10. According to the PW – 2, they took numerous photographs of the suit property which were all attached to the report. They saw the doors were removed the electrical systems, the dumping and the drive ways were all missing. They took all these pictures and were appended to the report. The appendix 1 of the report contained the Bill of quantity as item No. 3.
PW - 2 stated that it was after that he arrived at the costs of the repairs to restore the building to the required standard. He stated that this amount was intended for the replacement of the doors, the painting works and other intended repairs. They used a standard measure to reach at this remedy. The total costs was estimated at a sum of Kenya Shillings Eighty Six Million Seven Hundred & Eighty Thousand Seven Hundred Sixty (Kshs. 86,780,760.00) as seen from the main summary of the bill of Quantity attached to the report. PW – 2 justified that this estimation was based on the current market value. Further, the value was arrived at based on the 32 units apartments on the 2 bed – roomed volume found at the suit property. It was his testimony that the Defendant had undertaken to refurbish them and there had them over to the developer the Plaintiffs herein but failed to do it. In the long run, he stated that the re was need for the Plaintiffs to be restored to the position they were before.
II THE SUBMISSIONS
11. On 22nd September, 2021, upon the closure of the Plaintiff’s case, with clear time frame, parties were directed to file their written submission and eventually, on 7th October, 2021 they obliged accordingly. Pursuant to that, court reserved the 15th December, 2021 as the day to deliver its Judgment.
A. THE SUBMISSION BY THE PLAINTIFF
12. On 4th October 2021 the Advocate for the Plaintiffs the law firm of Messrs. O.M ROBINSON & Company Advocate filed their written submissions dated 4th October 2021. They submitted and urged that the court should issue a declaration that the lease agreement made on 28th May 2014 terms and conditions stipulated thereof by the Plaintiffs and the Defendant stood rescinded. This was simply as the Defendant had failed to comply with its obligations particularly that under Clause 17(2) of the Lease Agreement and those set out under the provisions of Section 66 of The Land Act 2011.
The Learned Counsel urged court to find that the Defendant had turned the subject matter into a waste dumping ground, caused wanton destruction of the apartment and the fixtures which were on the apartments. They stressed that they had subjected the property to vandalism, doors, corridors plumbing works fixtures and fittings had been ripped off from the blocks contrary to the provisions of Section 66 of the Land Act of 2012.
They cited Clause 17 of the Lease Agreement which provided for the termination of the agreement by issuance of a termination notice of 21 days which had been done. The notice had specified the default and required the Plaintiff to make good the default.
13. The Learned Counsel further submitted that they be granted a permanent injunction against the Defendant their agents restraining them from any manner cause further acts vandalism and wantons destruction on the suit property and building standing thereon by denying access by the Defendant or her agents. They argued that since the Plaintiff was the registered owners to the property therefore they were entitled to this orders as sought.

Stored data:
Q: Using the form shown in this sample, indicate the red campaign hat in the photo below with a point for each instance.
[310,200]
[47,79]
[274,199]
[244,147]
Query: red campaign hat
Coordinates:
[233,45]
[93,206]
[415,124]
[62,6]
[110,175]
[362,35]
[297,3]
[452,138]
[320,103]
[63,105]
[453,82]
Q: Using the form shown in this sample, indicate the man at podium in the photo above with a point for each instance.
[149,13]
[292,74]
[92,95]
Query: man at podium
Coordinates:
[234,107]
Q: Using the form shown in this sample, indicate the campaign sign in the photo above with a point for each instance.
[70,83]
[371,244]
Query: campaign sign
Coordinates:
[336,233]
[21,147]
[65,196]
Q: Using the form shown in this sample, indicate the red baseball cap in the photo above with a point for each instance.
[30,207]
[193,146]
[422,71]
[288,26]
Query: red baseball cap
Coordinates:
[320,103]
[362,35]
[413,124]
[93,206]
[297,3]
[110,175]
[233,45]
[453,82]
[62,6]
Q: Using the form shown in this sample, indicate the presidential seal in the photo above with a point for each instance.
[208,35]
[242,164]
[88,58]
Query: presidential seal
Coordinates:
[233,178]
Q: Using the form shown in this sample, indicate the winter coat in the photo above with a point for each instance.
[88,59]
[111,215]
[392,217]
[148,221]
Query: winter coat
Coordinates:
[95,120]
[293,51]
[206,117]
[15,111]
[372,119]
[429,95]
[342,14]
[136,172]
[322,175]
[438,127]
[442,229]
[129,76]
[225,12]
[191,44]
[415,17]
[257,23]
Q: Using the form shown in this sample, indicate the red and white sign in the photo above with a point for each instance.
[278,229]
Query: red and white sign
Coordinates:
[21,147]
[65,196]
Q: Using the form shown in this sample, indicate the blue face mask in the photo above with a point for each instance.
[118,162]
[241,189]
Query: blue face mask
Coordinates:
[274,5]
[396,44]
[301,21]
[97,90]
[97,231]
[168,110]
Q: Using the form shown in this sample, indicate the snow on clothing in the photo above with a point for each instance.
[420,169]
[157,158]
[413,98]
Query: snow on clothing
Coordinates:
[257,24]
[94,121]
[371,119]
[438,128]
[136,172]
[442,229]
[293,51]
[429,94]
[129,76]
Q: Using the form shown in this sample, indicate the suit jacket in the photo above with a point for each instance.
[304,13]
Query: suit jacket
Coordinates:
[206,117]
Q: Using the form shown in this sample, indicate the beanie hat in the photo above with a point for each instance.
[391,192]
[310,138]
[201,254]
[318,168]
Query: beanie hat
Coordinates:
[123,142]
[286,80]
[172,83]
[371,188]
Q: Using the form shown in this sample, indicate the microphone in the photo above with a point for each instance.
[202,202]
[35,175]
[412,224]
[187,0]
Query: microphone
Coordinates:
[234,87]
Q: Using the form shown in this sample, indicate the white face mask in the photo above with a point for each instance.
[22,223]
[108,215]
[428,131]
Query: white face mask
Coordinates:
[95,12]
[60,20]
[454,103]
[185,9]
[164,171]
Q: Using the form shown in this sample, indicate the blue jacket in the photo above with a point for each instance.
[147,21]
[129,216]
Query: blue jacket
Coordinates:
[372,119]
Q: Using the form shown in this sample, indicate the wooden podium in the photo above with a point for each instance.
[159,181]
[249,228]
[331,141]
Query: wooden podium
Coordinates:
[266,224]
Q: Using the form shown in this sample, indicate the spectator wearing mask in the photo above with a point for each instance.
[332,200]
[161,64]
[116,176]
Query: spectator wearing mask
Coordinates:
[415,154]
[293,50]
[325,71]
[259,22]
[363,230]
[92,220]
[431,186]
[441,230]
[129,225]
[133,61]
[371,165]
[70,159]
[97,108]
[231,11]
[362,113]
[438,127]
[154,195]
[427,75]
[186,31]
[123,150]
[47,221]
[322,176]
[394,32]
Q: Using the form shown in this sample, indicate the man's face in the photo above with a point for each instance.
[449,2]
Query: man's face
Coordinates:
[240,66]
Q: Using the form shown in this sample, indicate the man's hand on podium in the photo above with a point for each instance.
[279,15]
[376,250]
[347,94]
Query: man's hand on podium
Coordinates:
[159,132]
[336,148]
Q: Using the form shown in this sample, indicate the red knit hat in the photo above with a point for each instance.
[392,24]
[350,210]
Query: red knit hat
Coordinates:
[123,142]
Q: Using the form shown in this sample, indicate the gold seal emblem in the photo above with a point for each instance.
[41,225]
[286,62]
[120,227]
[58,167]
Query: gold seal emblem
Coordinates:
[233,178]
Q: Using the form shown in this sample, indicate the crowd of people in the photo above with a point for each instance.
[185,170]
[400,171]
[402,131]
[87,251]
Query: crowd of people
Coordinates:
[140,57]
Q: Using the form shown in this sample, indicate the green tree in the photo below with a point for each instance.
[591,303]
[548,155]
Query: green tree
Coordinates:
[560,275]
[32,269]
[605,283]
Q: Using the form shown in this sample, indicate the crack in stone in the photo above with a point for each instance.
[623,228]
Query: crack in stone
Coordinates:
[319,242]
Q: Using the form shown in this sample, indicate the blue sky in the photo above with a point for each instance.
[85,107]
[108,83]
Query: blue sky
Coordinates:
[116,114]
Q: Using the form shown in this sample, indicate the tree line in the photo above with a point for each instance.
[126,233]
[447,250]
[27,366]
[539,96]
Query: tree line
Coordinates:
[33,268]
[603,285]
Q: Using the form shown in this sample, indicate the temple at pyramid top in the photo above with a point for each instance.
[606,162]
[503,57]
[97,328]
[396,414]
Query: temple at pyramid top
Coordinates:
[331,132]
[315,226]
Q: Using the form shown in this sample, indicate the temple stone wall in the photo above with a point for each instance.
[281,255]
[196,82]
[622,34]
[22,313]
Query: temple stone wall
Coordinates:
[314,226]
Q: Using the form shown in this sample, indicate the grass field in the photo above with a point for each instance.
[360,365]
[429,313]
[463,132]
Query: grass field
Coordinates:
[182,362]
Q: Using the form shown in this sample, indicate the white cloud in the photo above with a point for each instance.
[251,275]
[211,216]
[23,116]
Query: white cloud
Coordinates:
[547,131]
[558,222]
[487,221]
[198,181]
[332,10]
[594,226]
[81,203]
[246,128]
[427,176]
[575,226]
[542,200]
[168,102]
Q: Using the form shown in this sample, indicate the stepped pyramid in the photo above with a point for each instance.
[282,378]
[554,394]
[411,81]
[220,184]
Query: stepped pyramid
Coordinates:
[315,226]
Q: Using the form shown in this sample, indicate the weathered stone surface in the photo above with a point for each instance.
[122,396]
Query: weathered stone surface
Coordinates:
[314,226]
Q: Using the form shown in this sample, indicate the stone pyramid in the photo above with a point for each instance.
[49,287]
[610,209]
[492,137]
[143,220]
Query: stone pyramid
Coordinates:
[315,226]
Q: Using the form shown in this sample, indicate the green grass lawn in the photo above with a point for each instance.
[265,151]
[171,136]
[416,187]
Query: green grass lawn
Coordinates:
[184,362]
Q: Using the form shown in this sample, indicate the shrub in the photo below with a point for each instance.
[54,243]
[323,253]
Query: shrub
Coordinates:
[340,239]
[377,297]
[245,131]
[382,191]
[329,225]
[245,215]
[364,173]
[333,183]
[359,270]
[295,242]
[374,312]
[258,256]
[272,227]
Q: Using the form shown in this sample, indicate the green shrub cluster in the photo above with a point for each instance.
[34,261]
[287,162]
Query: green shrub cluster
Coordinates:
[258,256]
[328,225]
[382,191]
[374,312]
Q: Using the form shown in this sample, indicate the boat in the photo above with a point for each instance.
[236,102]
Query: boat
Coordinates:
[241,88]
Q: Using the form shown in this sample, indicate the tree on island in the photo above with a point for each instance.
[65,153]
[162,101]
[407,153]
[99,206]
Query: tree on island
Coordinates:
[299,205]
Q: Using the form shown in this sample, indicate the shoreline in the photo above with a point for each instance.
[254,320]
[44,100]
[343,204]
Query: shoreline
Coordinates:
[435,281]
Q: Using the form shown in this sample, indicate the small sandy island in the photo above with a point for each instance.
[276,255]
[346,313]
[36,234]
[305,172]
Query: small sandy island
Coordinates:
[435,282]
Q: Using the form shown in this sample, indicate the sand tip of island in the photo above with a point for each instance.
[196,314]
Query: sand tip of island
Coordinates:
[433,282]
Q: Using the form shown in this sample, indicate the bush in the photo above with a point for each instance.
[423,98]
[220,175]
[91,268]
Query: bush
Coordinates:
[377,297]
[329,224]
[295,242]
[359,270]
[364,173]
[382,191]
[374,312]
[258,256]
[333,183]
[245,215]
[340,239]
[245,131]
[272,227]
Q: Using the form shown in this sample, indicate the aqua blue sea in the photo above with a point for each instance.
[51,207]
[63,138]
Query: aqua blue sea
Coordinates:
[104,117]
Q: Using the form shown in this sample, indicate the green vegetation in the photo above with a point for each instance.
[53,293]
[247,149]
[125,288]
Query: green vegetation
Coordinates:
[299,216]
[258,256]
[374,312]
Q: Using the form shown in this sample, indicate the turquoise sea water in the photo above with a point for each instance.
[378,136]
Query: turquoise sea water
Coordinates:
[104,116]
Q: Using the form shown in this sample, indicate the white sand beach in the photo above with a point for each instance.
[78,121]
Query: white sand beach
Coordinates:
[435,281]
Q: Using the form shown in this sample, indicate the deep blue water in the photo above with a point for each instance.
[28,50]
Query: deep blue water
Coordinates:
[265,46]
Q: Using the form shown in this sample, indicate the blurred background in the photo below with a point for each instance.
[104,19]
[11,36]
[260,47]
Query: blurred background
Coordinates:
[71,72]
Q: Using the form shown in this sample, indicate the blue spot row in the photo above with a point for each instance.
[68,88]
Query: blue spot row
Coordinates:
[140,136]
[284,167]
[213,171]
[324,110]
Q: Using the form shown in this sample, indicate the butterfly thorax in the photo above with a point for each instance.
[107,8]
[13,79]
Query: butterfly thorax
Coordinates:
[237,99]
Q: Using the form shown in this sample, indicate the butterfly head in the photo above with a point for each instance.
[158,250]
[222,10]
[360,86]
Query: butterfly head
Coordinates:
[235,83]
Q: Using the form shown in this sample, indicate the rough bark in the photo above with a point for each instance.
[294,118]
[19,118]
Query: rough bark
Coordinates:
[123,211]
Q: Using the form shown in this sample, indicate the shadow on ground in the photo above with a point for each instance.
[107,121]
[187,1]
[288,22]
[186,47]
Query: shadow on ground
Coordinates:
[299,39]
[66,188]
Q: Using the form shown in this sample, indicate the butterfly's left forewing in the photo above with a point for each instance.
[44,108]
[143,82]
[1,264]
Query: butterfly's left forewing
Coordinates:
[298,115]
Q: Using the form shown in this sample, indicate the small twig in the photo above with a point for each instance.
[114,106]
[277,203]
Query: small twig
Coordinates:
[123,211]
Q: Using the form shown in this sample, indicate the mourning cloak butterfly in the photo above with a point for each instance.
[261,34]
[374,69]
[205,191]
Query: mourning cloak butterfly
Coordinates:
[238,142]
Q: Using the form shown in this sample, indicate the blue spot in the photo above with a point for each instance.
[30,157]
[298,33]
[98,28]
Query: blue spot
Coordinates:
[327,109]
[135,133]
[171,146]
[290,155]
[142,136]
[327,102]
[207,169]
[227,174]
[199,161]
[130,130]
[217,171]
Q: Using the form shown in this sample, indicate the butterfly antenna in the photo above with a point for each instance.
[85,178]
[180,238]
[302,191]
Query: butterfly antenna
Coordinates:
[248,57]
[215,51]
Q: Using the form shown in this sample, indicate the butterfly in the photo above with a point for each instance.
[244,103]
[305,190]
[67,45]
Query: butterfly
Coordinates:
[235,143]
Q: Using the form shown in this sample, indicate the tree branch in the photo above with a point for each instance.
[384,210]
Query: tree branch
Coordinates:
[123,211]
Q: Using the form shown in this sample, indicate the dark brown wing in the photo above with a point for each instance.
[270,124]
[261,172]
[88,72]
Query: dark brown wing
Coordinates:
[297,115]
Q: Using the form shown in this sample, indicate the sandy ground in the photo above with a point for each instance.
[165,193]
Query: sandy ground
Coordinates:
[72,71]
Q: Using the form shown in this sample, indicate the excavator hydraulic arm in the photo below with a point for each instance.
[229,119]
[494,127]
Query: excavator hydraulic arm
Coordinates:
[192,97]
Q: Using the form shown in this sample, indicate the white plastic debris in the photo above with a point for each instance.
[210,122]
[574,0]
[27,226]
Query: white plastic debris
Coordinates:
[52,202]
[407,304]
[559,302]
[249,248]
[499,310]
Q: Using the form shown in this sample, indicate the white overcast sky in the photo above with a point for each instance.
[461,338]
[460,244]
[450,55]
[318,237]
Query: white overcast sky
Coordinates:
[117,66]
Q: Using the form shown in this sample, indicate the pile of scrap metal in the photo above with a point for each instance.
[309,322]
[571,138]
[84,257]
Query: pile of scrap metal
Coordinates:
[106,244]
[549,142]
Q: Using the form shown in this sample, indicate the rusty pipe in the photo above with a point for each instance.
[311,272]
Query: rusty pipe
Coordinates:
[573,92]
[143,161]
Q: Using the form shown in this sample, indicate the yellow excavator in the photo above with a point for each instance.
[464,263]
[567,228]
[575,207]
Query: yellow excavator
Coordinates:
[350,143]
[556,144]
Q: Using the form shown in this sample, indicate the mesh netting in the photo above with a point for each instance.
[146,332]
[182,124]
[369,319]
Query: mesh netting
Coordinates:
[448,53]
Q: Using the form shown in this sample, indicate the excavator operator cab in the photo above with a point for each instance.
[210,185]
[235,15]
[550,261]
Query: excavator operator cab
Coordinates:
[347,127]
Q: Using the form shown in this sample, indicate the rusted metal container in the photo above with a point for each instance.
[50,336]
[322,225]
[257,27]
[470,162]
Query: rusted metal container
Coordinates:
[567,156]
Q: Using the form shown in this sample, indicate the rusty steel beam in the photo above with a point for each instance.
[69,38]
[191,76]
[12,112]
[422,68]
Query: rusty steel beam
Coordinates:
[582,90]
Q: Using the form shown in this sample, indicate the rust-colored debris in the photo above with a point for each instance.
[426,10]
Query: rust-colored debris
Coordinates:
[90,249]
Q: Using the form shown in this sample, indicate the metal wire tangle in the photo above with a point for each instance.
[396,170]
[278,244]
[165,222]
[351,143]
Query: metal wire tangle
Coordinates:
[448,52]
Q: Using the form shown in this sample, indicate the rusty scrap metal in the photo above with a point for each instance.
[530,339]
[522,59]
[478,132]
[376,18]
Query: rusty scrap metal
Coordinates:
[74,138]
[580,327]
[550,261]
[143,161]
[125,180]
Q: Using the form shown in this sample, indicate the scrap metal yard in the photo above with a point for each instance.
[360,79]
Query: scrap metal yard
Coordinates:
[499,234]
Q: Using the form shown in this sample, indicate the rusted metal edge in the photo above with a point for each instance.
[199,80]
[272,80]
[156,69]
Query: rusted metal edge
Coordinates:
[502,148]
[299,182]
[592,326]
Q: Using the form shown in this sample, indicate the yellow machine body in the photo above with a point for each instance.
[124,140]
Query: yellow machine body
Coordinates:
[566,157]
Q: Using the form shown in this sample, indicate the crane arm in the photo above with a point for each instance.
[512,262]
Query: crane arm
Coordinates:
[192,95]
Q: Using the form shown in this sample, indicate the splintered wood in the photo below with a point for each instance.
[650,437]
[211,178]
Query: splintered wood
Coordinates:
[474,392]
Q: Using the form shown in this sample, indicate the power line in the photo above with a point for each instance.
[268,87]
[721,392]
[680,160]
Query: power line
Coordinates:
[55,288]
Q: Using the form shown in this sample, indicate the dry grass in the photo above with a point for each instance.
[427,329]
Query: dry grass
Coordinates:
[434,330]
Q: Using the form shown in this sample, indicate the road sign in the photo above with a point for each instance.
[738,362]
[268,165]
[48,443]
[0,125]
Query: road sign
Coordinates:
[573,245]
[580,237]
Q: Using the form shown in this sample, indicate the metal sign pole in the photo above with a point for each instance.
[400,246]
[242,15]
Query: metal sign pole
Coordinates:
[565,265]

• [GOALS]:
A. According to the judgment excerpt, why did counsel for the Plaintiffs argue that they were entitled to a permanent injunction against the Defendant? Answer in one to three sentences.
B. Write the next part of the judgment excerpt, picking up right after its final sentence.

• [THE ANSWERS]:
A. Counsel argued that because the Plaintiff was the registered owner of the suit property, they were entitled to the orders they sought. The injunction would restrain the Defendant and its agents from further vandalism and destruction of the property and the building on it.

B.
14. The Learned Counsel urged court to grant them a sum of Kenya Shillings Eighty Six Million Seven Hundred & Eighty Thousand Seven Hundred Sixty (Kshs. 86,780,760.00) as the special damages caused by the acts of omission and commission by the Defendant and costs for the restorations to the suit property. They held that from the lease agreement duly executed it had created legitimate expectation upon the Plaintiff that the property was to be refurbished and the works handed to them in a refurbished as it belonged to the lessor – Plaintiff herein. On this aspect, they relied on the Site Surveyor and Valuation report prepared and produced by the Shelta Costs Solution Limited which was neither rebutted nor uncontroverted on its entirety. To further buttress their point they relied on the decisions of Nkuene Daily Farmers Cooperative Society Ltd and Another –Versus - Ngache Ndeya (2010) eKLR on special damage. They urged court to find that they had proved their case hence enter judgment to their favour as prayed as pleaded in the Amended Plaint.
III. ANALYSIS AND DETERMINATION
15. I have carefully considered all the filed pleadings, oral evidence adduced in court during the full trial by all the witnesses, the articulate written submission the cited authorities and the provisions of the law on the suit instituted by the Plaintiffs vide an Amended Plaint dated 19th January 2021.
In order to arrive at an informed and just judgment in this matter, I have framed the following four (4) salient issues. These are:-
a) Whether the lease agreement – terms and conditions stipulated thereof duly executed on 28/5/2014 between the Plaintiffs and Defendant should be rescinded for failing to adhere to its obligation?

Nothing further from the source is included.